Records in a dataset
'''
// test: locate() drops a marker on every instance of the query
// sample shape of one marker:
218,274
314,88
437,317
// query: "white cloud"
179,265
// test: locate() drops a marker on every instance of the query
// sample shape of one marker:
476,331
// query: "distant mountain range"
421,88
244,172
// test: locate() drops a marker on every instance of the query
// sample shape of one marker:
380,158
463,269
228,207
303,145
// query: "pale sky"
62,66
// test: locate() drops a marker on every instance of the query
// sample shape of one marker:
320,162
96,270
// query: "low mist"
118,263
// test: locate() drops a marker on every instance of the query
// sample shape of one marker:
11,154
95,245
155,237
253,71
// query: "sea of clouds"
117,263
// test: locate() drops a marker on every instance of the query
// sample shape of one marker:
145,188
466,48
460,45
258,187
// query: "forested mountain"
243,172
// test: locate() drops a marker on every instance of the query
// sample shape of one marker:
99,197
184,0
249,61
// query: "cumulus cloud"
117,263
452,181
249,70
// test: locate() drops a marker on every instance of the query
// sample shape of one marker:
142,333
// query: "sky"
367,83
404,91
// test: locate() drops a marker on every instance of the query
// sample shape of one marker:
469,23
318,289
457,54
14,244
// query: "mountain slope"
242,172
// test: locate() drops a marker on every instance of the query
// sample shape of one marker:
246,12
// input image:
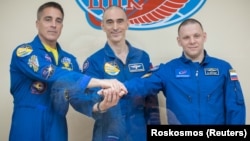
'''
● **What is asked**:
Rewrite every line of the rows above as a Markdown table with the columns No. and Line, numbering each line and skipping blank ones. Leave the pictures out.

● **Final answer**:
| No. | Line |
|---|---|
| 1 | // test: locate() drops a marker on every instance of the query |
| 2 | // sample shape of one marker: |
| 3 | 218,274 |
| 4 | 314,88 |
| 5 | 437,317 |
| 6 | // query: "white cloud" |
| 7 | 179,265 |
| 8 | // test: locate() drops a marker on every instance of the query |
| 9 | // sample shape of one marker: |
| 10 | 476,331 |
| 11 | // query: "distant mountain range" |
| 12 | 421,88 |
| 13 | 244,172 |
| 14 | // test: locate() drops a marker on every instance of the query |
| 15 | // sample shape of one marker: |
| 16 | 380,158 |
| 17 | 463,269 |
| 18 | 228,207 |
| 19 | 303,145 |
| 20 | // query: "pale sky" |
| 21 | 62,66 |
| 22 | // test: locate() drops a marker on every instance of the query |
| 23 | // sample shape of one marker: |
| 24 | 320,162 |
| 25 | 96,270 |
| 26 | // query: "low mist" |
| 27 | 118,263 |
| 28 | // test: locate() drops a marker on every instance of the query |
| 29 | // sample shape of one marker: |
| 30 | 11,154 |
| 31 | 95,245 |
| 32 | 155,237 |
| 33 | 253,71 |
| 34 | // query: "sea of clouds" |
| 35 | 117,263 |
| 36 | // test: locate() drops a marker on every instance of the query |
| 37 | // sample shape of one marker: |
| 38 | 145,188 |
| 39 | 466,48 |
| 40 | 460,45 |
| 41 | 258,187 |
| 42 | // query: "forested mountain" |
| 43 | 243,172 |
| 44 | // test: locate() drops a marker on every instance of the query |
| 45 | // sample shape of one marker: |
| 46 | 99,197 |
| 47 | 184,0 |
| 48 | 249,61 |
| 49 | // query: "cumulus cloud" |
| 50 | 117,263 |
| 51 | 452,181 |
| 52 | 249,70 |
| 53 | // test: locate() drops a marker on every instance of the query |
| 54 | // sample shape of one marker: |
| 55 | 142,333 |
| 56 | // query: "sky" |
| 57 | 367,83 |
| 58 | 404,91 |
| 59 | // test: locate() drops a marker on every instance of the query |
| 60 | // sample shape of one marker: |
| 61 | 469,23 |
| 62 | 318,289 |
| 63 | 457,54 |
| 64 | 14,244 |
| 65 | // query: "mountain slope" |
| 66 | 242,172 |
| 67 | // test: locate() drops a marker on every instance of the query |
| 68 | // sample shape of one marker: |
| 69 | 246,12 |
| 70 | // input image: |